* [Задания для работы]
a) Что, как сообщается в тексте о мышлении и способностях, оказалось причиной внезапного резкого расхождения в реакциях близнецов в эксперименте западногерманских психологов?
b) Процитируйте фрагмент текста о мышлении и способностях, который начинается со слов «Западногерманские психологи провели» и продолжается вплоть до слов «другого наградили шлепком.».

* [Исходный текст]
※ ※ ※
В частности, большущая проблема философская «Что такое мышление, как способность человеческая?». Задайте такой, казалось бы, простой вопрос любому встречному-поперечному, даже академику философии и психологии… И я до знакомства с ними затруднился бы на него ответить. После этой работы — у меня основанное на фактах убеждение: это умение человеческого тела поступать и действовать с телами внешнего мира сообразно их собственной логике. Мыслящим существом каждый ребятенок, а не только слепоглухой, становится там, где он научается умно обращаться с предметами, созданными человеком для человека — ложка, тарелка, игрушка, одеяло и прочее. Когда он в этом мире осваивается и начинает действовать в нем по-человечески, он и обретает то, что мы называем человеческим мышлением, умом.
— Вот вы говорите, рождение таланта. Но ведь у слепоглухих, воспитанных, казалось бы, в одних и тех же условиях, сложился особый склад ума, своя творческая направленность?
— Ни у слепых, ни у зрячих никогда вы не обнаружите одинаковой системы микроусловий, формирующих личность. Часто задают такой вопрос: вот у меня детишки близнецы, в одной семье росли, а такие разные. Но дело в том, что у маленького ребенка, в отличие от нас с вами, нет критерия для отличения важного от неважного. Здесь имеет значение даже, в каком месте комнаты стоят их кроватки по отношению к солнечному свету.
Западногерманские психологи провели недавно такой эксперимент: наблюдение за близнецами, для которых попытались создать максимально тождественные условия. Реакции близнецов на одни и те же вещи до поры до времени были тождественными. А потом вдруг — резкое расхождение. В чем дело? Оказывается, накануне одного ребенка ласково погладили по голове, а другого наградили шлепком.
— Если роль случайностей так велика, то проблема формирования способностей еще больше затрудняется.
— Случайность надо включить в понимание необходимости. Различия, объяснимые за счет случайности, всегда останутся. Но формирование таких общих способностей, как умение мыслить, умение понимать красоту и по-доброму относиться к людям, зависит уже не от случая, а от системы воспитания. Не в том ведь задача, чтобы у колыбели уже определить — какие способности у младенца формировать, музыкальные или философские. Задача в том, чтобы сделать из него умного, доброго, понимающего красоту человека. Проблема всестороннего развития личности в том и состоит: все эти способности, универсальные свойства — ум, чувство красоты и воображение, доброта должны быть у всех.
※ ※ ※
* [Сохранённые записи данных]

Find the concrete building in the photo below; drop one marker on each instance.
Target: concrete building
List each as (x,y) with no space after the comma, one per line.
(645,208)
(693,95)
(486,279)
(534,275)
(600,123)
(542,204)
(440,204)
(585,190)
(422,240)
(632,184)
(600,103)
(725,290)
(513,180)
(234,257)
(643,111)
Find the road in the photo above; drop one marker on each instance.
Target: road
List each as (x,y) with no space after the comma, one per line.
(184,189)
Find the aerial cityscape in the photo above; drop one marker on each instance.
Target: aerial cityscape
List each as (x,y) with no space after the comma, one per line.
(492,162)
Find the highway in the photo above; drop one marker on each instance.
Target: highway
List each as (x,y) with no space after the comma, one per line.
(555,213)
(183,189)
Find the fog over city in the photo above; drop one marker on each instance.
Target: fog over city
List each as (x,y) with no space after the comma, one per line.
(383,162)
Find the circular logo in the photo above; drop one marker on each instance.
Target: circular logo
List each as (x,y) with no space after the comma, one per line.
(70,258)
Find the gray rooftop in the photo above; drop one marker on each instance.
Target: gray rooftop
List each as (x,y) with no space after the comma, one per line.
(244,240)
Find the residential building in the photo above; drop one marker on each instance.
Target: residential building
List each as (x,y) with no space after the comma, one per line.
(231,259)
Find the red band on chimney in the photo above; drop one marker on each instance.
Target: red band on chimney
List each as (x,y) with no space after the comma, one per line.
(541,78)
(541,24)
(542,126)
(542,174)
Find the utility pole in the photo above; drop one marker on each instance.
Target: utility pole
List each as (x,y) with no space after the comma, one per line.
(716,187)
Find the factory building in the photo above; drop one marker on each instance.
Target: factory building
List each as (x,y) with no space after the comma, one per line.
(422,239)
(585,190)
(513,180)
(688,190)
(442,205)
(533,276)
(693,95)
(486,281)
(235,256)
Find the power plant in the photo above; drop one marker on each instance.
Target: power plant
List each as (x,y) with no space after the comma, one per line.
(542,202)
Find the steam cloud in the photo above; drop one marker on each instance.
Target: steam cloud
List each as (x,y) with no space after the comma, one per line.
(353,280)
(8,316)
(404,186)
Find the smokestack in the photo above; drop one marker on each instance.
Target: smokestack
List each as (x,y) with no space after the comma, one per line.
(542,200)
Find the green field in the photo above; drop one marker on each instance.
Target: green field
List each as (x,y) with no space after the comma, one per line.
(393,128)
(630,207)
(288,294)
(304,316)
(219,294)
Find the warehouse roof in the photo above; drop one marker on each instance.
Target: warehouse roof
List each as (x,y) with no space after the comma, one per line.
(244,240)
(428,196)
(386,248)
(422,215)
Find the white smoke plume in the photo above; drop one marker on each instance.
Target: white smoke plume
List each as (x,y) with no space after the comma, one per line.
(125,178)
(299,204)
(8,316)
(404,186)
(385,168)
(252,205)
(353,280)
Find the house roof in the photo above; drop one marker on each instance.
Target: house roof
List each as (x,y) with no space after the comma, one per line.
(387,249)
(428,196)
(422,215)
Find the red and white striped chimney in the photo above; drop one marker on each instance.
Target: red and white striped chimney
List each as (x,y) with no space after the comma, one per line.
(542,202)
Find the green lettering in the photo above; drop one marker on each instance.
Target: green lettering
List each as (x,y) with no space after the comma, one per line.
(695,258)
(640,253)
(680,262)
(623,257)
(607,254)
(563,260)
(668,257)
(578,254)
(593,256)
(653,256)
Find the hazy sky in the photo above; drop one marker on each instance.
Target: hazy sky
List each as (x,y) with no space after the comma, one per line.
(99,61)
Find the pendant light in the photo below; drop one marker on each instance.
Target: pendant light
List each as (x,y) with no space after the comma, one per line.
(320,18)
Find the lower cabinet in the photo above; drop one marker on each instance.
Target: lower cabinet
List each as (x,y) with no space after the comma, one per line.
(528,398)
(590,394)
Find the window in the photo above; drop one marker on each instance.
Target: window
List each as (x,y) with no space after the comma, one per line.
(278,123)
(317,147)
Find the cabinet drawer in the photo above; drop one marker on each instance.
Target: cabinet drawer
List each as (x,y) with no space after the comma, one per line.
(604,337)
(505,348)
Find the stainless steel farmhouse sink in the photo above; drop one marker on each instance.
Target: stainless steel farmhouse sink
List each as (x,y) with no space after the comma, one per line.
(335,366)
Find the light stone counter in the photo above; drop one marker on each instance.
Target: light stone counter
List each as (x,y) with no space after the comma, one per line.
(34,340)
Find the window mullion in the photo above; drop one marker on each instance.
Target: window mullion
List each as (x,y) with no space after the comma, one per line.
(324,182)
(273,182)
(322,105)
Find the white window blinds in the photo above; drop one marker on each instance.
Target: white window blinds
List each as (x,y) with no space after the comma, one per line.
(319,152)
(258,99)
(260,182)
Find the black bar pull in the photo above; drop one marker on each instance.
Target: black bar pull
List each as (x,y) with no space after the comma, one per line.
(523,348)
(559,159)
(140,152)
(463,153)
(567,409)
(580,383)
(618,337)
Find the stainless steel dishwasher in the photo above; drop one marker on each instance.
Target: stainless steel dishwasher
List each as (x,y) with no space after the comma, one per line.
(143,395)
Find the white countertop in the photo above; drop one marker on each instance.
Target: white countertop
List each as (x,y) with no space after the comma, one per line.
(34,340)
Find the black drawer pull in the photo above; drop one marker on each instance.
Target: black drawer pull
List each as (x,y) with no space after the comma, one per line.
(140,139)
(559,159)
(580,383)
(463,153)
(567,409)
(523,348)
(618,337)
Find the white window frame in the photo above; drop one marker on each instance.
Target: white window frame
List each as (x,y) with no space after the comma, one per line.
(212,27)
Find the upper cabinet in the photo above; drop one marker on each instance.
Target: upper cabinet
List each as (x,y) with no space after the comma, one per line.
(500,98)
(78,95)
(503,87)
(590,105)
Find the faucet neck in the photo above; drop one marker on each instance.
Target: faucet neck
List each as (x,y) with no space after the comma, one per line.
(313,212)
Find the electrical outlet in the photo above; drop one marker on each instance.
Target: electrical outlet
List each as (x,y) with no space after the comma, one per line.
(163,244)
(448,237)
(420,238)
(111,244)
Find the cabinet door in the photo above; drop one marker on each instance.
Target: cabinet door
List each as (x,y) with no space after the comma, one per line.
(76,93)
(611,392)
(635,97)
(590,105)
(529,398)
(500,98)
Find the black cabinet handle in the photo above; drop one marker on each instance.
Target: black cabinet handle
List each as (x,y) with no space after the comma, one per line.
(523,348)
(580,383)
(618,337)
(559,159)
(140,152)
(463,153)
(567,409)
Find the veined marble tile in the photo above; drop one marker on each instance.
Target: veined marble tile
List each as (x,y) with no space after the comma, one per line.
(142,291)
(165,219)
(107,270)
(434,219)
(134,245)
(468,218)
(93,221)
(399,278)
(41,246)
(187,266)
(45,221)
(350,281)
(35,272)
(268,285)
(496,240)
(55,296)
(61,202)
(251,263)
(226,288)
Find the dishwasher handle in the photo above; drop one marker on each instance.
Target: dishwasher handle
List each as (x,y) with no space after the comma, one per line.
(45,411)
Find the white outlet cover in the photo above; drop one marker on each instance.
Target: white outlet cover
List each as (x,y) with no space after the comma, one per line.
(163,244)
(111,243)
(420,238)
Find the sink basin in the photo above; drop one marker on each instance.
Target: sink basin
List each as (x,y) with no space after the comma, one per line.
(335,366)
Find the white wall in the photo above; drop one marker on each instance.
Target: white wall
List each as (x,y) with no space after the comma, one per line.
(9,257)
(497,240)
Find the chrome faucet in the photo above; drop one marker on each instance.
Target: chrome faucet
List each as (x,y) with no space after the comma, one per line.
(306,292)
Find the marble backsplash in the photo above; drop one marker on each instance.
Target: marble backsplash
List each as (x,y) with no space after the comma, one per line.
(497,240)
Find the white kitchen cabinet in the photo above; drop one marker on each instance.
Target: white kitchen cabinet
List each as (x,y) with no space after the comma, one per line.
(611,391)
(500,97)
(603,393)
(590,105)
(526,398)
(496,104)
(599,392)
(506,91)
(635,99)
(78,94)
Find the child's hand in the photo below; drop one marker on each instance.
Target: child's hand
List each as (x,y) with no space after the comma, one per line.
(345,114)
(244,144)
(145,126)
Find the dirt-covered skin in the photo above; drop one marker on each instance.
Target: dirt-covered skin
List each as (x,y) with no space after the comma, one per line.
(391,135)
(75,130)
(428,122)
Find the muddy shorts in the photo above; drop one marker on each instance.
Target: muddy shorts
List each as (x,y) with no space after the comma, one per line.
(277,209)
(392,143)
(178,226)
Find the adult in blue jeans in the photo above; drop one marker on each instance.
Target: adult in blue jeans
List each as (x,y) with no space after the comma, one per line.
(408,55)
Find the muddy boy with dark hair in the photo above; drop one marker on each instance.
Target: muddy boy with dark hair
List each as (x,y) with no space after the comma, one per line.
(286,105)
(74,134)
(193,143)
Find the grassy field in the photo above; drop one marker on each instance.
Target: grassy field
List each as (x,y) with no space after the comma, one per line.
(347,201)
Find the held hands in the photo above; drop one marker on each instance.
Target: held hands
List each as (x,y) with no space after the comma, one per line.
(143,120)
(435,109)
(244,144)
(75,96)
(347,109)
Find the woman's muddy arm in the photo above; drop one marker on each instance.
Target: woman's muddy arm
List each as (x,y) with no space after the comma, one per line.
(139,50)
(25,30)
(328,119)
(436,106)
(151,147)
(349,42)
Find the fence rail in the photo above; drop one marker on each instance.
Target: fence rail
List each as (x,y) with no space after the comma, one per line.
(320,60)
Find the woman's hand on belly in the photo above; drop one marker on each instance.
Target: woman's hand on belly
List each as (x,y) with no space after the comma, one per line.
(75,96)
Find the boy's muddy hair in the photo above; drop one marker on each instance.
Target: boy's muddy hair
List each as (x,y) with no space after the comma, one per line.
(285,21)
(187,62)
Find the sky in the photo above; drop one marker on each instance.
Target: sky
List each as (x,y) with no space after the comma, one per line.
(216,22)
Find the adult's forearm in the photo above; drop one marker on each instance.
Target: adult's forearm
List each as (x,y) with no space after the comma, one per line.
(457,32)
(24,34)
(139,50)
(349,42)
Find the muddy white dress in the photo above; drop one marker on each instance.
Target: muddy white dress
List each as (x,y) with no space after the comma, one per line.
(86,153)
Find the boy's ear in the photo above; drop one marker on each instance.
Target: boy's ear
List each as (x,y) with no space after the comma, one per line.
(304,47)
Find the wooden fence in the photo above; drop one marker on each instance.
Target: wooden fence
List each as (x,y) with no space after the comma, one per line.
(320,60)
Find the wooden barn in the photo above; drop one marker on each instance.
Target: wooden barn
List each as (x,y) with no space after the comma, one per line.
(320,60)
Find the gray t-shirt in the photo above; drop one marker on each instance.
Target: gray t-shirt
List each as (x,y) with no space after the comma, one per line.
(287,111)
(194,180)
※ ※ ※
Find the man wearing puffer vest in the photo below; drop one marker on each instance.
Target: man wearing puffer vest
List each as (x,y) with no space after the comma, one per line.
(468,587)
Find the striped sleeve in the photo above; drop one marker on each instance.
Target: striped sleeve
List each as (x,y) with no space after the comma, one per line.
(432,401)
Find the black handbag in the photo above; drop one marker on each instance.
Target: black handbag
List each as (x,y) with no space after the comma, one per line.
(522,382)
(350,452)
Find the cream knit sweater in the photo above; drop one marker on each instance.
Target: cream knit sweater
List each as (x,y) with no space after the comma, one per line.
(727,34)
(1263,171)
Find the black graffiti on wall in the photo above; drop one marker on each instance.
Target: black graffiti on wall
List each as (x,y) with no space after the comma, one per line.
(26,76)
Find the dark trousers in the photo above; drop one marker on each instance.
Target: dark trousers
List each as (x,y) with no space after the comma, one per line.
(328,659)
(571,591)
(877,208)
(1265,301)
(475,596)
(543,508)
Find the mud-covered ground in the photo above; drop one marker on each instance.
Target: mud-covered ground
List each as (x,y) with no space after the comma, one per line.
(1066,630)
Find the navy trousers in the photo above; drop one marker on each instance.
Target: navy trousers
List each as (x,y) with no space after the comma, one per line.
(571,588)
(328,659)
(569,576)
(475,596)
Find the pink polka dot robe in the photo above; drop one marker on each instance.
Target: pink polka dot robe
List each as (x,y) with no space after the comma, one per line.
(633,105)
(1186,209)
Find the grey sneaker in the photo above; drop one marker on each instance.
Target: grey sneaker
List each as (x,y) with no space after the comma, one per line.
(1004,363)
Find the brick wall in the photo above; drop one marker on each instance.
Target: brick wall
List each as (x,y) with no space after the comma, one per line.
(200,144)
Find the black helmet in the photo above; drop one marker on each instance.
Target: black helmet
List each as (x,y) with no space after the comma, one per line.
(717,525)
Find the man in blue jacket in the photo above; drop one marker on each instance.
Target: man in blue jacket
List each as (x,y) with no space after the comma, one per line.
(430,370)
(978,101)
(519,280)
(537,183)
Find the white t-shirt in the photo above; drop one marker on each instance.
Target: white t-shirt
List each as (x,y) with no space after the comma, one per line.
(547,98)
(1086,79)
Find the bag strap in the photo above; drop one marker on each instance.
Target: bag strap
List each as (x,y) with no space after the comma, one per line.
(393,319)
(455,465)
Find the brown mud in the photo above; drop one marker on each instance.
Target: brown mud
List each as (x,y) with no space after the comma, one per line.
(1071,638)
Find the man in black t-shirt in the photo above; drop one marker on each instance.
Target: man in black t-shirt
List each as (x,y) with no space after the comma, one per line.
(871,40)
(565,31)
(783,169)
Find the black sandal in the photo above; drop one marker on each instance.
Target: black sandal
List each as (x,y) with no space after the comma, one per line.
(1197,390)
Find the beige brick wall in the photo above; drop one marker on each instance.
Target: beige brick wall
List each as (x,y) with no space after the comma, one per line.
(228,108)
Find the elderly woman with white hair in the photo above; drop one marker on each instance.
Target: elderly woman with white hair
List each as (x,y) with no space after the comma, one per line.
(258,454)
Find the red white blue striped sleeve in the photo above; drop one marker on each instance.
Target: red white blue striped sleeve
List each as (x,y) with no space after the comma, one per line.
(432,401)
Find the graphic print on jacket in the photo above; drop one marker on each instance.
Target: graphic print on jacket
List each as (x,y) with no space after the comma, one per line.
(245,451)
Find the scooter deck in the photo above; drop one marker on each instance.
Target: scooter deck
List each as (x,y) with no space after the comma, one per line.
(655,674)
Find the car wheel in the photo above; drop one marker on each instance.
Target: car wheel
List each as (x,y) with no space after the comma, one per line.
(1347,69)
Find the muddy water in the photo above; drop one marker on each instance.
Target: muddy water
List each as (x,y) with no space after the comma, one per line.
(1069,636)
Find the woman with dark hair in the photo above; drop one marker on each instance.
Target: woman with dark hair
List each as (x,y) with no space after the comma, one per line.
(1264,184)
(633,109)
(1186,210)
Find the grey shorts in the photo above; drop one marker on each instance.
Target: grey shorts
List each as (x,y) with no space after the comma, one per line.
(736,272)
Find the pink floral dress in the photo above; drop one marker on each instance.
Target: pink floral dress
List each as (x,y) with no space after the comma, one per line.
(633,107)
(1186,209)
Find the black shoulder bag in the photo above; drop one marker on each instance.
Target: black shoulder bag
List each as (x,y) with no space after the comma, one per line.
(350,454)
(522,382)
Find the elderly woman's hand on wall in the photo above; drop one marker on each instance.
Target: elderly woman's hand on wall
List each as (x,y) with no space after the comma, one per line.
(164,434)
※ ※ ※
* [Ожидаемые ответы]
a) Накануне одного ребенка ласково погладили по голове, а другого наградили шлепком.

b)
Западногерманские психологи провели недавно такой эксперимент: наблюдение за близнецами, для которых попытались создать максимально тождественные условия. Реакции близнецов на одни и те же вещи до поры до времени были тождественными. А потом вдруг — резкое расхождение. В чем дело? Оказывается, накануне одного ребенка ласково погладили по голове, а другого наградили шлепком.